--- START GIVEN TEXT ---
In [18]:
import os
import sys
import socket
import re
import numpy as np
import string
import warnings
from timeit import default_timer as timer
from datetime import datetime

from pyspark.sql import SparkSession
from pyspark.sql.functions import udf,desc,row_number,col,year,month,dayofmonth,dayofweek,to_timestamp,size,isnan,when,count,col,count,lit,sum
import pyspark.sql.functions as F
from pyspark.sql.types import MapType, StringType, IntegerType, StructType, StructField, FloatType, ArrayType
from py4j.java_gateway import java_import
from functools import reduce
from pyspark.sql import DataFrame

# Config

In [3]:
country_name = "united-states"
print('Country:', country_name)

Country: mexico


In [4]:
try:
    spark
except NameError:
    if 'samuel' in socket.gethostname().lower():
        print('Create Local SparkSession')
--- END GIVEN TEXT ---
## REQUESTS
A - Transcribe the PySpark notebook from "from pyspark.sql import SparkSession" up to and including "print('Country:', country_name)".
B - In the PySpark notebook, what is imported from the timeit module, and under what name?
C - Take the PySpark notebook code further, starting after its last line.
--- START INFORMATION SHOWN ---
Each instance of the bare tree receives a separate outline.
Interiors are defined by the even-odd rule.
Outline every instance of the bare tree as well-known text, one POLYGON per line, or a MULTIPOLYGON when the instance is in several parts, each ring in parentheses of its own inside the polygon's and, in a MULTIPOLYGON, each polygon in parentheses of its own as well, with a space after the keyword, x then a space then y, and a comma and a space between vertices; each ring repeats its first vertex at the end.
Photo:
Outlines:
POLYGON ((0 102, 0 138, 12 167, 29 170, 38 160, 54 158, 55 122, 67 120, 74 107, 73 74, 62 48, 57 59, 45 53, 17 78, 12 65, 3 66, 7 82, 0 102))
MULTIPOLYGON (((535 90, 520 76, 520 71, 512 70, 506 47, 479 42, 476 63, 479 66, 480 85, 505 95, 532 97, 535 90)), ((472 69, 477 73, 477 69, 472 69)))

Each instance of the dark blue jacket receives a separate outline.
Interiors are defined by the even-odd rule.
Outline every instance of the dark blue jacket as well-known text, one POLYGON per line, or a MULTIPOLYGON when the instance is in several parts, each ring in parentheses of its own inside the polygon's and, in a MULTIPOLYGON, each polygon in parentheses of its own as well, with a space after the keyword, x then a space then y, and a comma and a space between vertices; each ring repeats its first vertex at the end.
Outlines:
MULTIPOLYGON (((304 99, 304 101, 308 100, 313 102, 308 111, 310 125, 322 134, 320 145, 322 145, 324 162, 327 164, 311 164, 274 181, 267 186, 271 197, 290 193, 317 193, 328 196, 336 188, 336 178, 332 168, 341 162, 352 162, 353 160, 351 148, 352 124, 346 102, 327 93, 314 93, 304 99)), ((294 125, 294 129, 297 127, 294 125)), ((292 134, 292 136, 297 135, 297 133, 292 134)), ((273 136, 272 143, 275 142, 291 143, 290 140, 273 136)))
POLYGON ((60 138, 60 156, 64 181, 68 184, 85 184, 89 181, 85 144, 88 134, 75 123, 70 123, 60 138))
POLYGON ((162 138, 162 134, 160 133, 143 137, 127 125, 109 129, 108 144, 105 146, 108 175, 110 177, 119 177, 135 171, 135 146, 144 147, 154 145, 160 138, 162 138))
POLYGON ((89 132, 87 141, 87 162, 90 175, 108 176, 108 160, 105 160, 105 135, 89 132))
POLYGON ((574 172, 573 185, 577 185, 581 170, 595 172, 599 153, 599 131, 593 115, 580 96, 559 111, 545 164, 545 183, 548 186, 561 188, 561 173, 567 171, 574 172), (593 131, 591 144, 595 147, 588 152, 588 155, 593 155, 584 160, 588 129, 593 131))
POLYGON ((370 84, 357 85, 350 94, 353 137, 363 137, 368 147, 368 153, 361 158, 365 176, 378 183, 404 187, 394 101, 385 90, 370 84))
--- END INFORMATION SHOWN ---
## ANSWERS BELOW
A -
from pyspark.sql import SparkSession
from pyspark.sql.functions import udf,desc,row_number,col,year,month,dayofmonth,dayofweek,to_timestamp,size,isnan,when,count,col,count,lit,sum
import pyspark.sql.functions as F
from pyspark.sql.types import MapType, StringType, IntegerType, StructType, StructField, FloatType, ArrayType
from py4j.java_gateway import java_import
from functools import reduce
from pyspark.sql import DataFrame

# Config

In [3]:
country_name = "united-states"
print('Country:', country_name)

B - default_timer, imported as timer.

C -
        spark=SparkSession.builder.config("spark.driver.host", "localhost").appName("extract-timelines").getOrCreate()
    else:
        print('Create Cluster SparkSession')
        spark=SparkSession.builder.appName("extract-timelines").getOrCreate()
        
# IgnoreCorruptFiles
spark.conf.set("spark.sql.files.ignoreCorruptFiles", "true")
    
print('Hostname:', socket.gethostname())
if  'samuel' in socket.gethostname().lower():
    path_to_data='../../data/timelines/'
else:
    path_to_data='/user/spf248/twitter/data/timelines/'

Create Cluster SparkSession
Hostname: c41-04


In [None]:
fs=spark._jvm.org.apache.hadoop.fs.FileSystem.get(spark._jsc.hadoopConfiguration())
list_status=fs.listStatus(spark._jvm.org.apache.hadoop.fs.Path(os.path.join(path_to_data,country_name)))
paths=[file.getPath().toString() for file in list_status]
paths=[path.replace('hdfs://dumbo','') for path in paths if 'json.bz2' in path]
np.random.seed(0)
paths=np.random.permutation(sorted(paths))
print('# Files:', len(paths))

In [None]:
n_chunks=200
print('# Chunks:', n_chunks)
paths_chunks=np.array_split(paths, n_chunks)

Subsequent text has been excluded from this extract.